TEXTO MOSTRADO
Tras las elecciones de EE. UU., y con la presidencia de Trump, dos amenazas fundamentales emergen contra las democracias occidentales. Una, moderna: el peligro de los ciberataques y la injerencia informática extranjera en las elecciones de un país. Otra, antigua: el frágil estatus de la verdad.
Un artículo del Washington Post de hace unos días documentaba 29 falsedades en las intervenciones públicas de Trump en tan solo 26 horas. Se confirma simplemente una tendencia que el candidato Trump ya mostró en campaña: que la verdad, o no le importa, o no la percibe con objetividad.
Escuchar uno de los mítines del presidente es un ejercicio inquietante para el no Trumpista. La tensión entre realidad y mentira es constante. Inexactitudes, hipérboles, omisiones, manipulaciones o simples mentiras caen una tras otra. Trump es un maestro en adaptar la realidad a su mensaje.
El célebre estudioso de la presidencia Allan Lichtman denomina esta táctica «la gran mentira»: al repetirla una infinidad de veces, la mentira empieza a convertirse en verdad en la mente de los que la oyen. La realidad se manipula mediante la repetición infinita de la mentira.
Un ejemplo claro son frases de uso muy extendido del estilo de «Obamacare es un desastre» y «está matando gente». La ley tiene evidentes defectos, que sus propios creadores reconocen. Pero también dio nueva cobertura médica a 20 millones de personas, expandió con éxito el programa Medicaid de ayuda a los necesitados, reconoció la necesidad de ofrecer seguro médico a individuos con enfermedades crónicas e intentó iniciar un proceso de estabilización de los precios.
Otro ejemplo es que los emigrantes hispanos son (somos) peligrosos delincuentes: violadores, criminales y pandilleros. Las estadísticas demuestran que en los barrios de mayoría inmigrante, el índice de criminalidad es más bajo que en el resto del país, y que la economía se sigue beneficiando de una mano de obra baratísima que reduce costes y aumenta la productividad. ¿Que los emigrantes tienen que respetar la ley, cumplir con sus obligaciones cívicas y entrar en el país legalmente? Por supuesto: faltaría más.
No menos chocante es el fervor con el que los seguidores de Trump acogen sus ideas. Está claro que muchos estaban hartos de ocho años de presidencia demócrata. Pero ¿justifica eso que una buena parte de su base no muestre ningún interés por conocer la verdad? Para ellos, todo lo que no sea palabra de Trump es «fake news»: «noticias fabricadas».
Un ejemplo: el 45 % de los votantes republicanos piensan que Trump ganó el voto popular en las últimas elecciones, aunque los resultados ratificados sin ambages por los secretarios de Estado de todos los estados (incluidos aquellos con gobernador republicano) dan una diferencia de casi 3 millones de votos a favor de Clinton.
Ignorancia no es la palabra exacta para definir este comportamiento. La actitud es casi más emocional que intelectual. Denota ausencia de espíritu crítico y un deseo de ver la realidad solo a través del prisma de la demagogia de Trump.
Muchos seguidores de Trump estaban hartos de ocho años de presidencia demócrata. Pero ¿justifica eso que una buena parte de su base no muestre ningún interés por conocer la verdad?

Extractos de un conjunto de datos
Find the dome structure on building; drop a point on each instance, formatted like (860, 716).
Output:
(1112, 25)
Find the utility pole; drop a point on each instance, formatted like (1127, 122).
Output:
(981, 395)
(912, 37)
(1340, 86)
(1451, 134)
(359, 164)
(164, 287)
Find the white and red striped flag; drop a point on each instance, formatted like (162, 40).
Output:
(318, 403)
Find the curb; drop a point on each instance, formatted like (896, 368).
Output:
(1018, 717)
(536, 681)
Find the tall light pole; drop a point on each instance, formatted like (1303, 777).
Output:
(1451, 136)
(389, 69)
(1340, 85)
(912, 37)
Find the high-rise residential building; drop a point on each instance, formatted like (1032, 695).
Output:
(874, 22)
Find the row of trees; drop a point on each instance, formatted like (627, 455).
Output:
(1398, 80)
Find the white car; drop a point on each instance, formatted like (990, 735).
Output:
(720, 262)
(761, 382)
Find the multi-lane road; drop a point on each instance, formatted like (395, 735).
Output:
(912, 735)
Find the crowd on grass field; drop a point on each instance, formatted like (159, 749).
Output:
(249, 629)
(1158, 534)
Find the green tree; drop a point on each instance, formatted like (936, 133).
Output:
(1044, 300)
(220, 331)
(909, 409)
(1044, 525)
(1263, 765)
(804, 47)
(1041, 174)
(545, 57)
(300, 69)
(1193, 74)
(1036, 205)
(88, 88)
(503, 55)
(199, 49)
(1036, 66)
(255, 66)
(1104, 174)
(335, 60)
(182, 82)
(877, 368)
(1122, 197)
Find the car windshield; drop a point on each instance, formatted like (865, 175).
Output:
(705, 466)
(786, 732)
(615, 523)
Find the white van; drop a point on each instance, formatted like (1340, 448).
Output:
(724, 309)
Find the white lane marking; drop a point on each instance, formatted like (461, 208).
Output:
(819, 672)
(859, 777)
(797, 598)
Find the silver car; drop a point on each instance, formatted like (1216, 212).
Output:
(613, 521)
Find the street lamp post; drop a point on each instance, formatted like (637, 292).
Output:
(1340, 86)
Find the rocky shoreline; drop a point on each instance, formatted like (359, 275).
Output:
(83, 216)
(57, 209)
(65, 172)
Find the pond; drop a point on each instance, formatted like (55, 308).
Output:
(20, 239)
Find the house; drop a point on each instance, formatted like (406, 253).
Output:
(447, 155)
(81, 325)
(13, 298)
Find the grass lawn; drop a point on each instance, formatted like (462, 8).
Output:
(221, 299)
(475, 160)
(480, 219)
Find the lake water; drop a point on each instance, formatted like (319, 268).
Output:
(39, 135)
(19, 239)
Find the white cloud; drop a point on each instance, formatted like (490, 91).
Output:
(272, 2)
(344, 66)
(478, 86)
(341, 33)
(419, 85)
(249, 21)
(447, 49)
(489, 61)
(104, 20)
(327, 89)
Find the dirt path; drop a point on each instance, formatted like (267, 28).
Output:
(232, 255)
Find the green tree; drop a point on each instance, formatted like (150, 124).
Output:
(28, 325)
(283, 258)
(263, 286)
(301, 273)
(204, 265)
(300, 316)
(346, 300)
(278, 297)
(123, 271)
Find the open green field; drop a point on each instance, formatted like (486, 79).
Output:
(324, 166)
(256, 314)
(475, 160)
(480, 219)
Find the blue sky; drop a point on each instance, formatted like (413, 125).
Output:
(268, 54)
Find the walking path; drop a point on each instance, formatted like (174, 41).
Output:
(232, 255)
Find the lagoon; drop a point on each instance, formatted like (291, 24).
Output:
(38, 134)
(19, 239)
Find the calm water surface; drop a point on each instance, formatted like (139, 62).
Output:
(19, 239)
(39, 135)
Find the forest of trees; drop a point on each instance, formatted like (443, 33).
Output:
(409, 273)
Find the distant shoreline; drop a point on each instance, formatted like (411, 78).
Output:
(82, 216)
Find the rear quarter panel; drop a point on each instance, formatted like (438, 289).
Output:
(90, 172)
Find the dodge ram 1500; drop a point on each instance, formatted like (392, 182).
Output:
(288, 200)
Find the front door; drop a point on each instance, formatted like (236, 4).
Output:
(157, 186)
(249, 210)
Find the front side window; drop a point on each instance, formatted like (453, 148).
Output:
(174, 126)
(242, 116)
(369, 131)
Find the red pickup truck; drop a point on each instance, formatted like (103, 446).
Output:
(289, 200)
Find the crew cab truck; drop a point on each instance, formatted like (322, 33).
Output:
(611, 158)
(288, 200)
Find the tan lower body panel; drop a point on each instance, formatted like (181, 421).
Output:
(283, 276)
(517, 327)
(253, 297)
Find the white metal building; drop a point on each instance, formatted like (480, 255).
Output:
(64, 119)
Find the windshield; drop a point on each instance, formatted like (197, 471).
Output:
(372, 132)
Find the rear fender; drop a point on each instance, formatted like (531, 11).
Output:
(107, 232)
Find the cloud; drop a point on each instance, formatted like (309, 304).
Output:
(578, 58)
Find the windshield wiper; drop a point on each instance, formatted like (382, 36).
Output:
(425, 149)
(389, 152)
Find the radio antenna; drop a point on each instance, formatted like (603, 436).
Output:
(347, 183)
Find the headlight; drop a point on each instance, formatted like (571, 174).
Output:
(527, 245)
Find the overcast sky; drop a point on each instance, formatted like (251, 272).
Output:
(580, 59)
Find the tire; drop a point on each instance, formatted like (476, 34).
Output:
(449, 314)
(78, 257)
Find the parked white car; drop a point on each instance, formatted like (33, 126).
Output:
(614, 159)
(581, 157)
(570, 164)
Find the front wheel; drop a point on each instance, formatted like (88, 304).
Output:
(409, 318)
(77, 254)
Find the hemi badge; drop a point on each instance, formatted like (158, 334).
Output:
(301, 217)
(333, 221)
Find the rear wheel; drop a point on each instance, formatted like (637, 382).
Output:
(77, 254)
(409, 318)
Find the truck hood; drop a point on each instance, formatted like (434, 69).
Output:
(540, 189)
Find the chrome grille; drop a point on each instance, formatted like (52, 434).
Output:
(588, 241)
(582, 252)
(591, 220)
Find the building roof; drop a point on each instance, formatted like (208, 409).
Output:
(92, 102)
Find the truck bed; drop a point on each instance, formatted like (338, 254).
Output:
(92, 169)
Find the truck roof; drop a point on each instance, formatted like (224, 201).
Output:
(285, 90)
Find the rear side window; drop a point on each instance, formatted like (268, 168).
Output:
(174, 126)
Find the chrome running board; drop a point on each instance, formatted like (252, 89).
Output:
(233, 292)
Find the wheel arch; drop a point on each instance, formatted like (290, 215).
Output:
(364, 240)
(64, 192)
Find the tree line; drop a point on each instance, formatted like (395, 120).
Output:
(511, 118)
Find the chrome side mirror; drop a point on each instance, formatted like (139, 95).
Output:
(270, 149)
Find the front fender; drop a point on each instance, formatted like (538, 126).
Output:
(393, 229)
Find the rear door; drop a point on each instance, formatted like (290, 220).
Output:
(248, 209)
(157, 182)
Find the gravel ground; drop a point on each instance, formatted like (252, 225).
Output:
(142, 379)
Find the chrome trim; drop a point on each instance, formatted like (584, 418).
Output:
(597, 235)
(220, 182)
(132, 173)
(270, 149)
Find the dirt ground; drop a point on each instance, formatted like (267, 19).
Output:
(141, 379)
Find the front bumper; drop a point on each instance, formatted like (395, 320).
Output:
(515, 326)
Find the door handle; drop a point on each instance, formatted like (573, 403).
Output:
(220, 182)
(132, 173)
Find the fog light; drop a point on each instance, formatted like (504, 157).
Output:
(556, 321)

INSTRUCCIONES DE TRABAJO
1 – Extrae del texto sobre Trump y la verdad el fragmento comprendido entre "Tras las elecciones" y "percibe con objetividad.", ambos incluidos.
2 – Enumera, por favor, los tipos de falsedad que, según el texto sobre Trump y la verdad, caen uno tras otro en los mítines del presidente.
3 – Responde a estas preguntas según el texto sobre Trump y la verdad:
(a) ¿Cuántas falsedades documentó el artículo del Washington Post y en cuántas horas?
(b) ¿A cuántas personas dio nueva cobertura médica Obamacare?
(c) ¿Qué porcentaje de los votantes republicanos piensa que Trump ganó el voto popular?

RESPUESTAS
1 –
Tras las elecciones de EE. UU., y con la presidencia de Trump, dos amenazas fundamentales emergen contra las democracias occidentales. Una, moderna: el peligro de los ciberataques y la injerencia informática extranjera en las elecciones de un país. Otra, antigua: el frágil estatus de la verdad.
Un artículo del Washington Post de hace unos días documentaba 29 falsedades en las intervenciones públicas de Trump en tan solo 26 horas. Se confirma simplemente una tendencia que el candidato Trump ya mostró en campaña: que la verdad, o no le importa, o no la percibe con objetividad.

2 –
- Inexactitudes
- Hipérboles
- Omisiones
- Manipulaciones
- Simples mentiras

3 –
(a) 29 falsedades en 26 horas.
(b) A 20 millones de personas.
(c) El 45 %.